- **PARTS OF THE EXERCISE**:
**A.** From the NHS Low Income Scheme article, pull out the passage starting at "An online application" and ending at "to a certificate.", word for word.
**B.** According to the NHS Low Income Scheme article, which body administers the scheme?
**C.** Carry on the NHS Low Income Scheme article past its final sentence.

- **SUPPLIED PASSAGE**:
++++

= NHS Low Income Scheme =

The NHS Low Income Scheme is intended to reduce the cost of NHS prescription charges, NHS dentistry, sight tests, glasses and contact lenses, necessary costs of travel to receive NHS treatment, NHS wigs and fabric supports, i.e. spinal or abdominal supports or surgical brassieres supplied through a hospital. It is administered by the NHS Business Services Authority. It is not necessary to be in receipt of any benefits in order to qualify.

An online application system was under trial in 2022. It is restricted to people who do not have capital or savings of over £6,000.

==Tax credits==
People entitled to most means-tested benefits do not need to use the scheme as they are exempt from these charges. People who receive working tax credit or child tax credit are automatically assessed and, if entitled, issued with an NHS Tax Credit Exemption Certificate. Tax credit beneficiaries with an income of less than £15,276 (2013 figure), people who receive working tax credit and child tax credit and those who receive working tax credit with a disability element are entitled to a certificate.

==Universal Credit==
The introduction of Universal Credit led to complications. People entitled to Universal Credit who had net earnings of less than £435 in a month (or £935 or less if they have a child element or had limited capability for work) should receive free prescriptions on the same basis as other people in receipt of other means tested benefits. However, as of December 2017, at which point the introduction of universal credit (which started in April 2013) was well under way, the prescription form did not mention it. Claimants were officially advised by NHS England to tick the box for income-based jobseeker's allowance.

++++

- **DATA BELOW**:
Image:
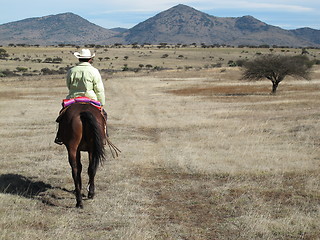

++++

- **RESPONSES PER TASK**:
**A.**
An online application system was under trial in 2022. It is restricted to people who do not have capital or savings of over £6,000.

==Tax credits==
People entitled to most means-tested benefits do not need to use the scheme as they are exempt from these charges. People who receive working tax credit or child tax credit are automatically assessed and, if entitled, issued with an NHS Tax Credit Exemption Certificate. Tax credit beneficiaries with an income of less than £15,276 (2013 figure), people who receive working tax credit and child tax credit and those who receive working tax credit with a disability element are entitled to a certificate.

**B.** The NHS Business Services Authority.

**C.**
==Outside England==
Charges are not made for prescriptions, wigs or fabric supports in Scotland or Wales.

==Financial assessment==
The assessment of means uses similar principles to those of income support. Weekly income is compared to assessed requirements but includes housing costs and council tax which income support does not. There is a capital limit (between the claimant and their partner, if they have one) of £23,250 for those permanently in a care home (£24,000 in Wales) and £16,000 for everyone else.

==Certificates==
The HC2 certificate for full help (which includes free NHS prescriptions), is issued if weekly income is less than or equal to requirements, or income is greater than requirements by no more than half the current English prescription charge. The HC3 certificate for partial help is issued if income is greater than requirements by more than half the current English prescription charge. This shows the payment liability for health costs. It is possible to apply for a refund of charges already paid when an application for a certificate is made. HC1 refers to the form used to claim eligibility under the scheme.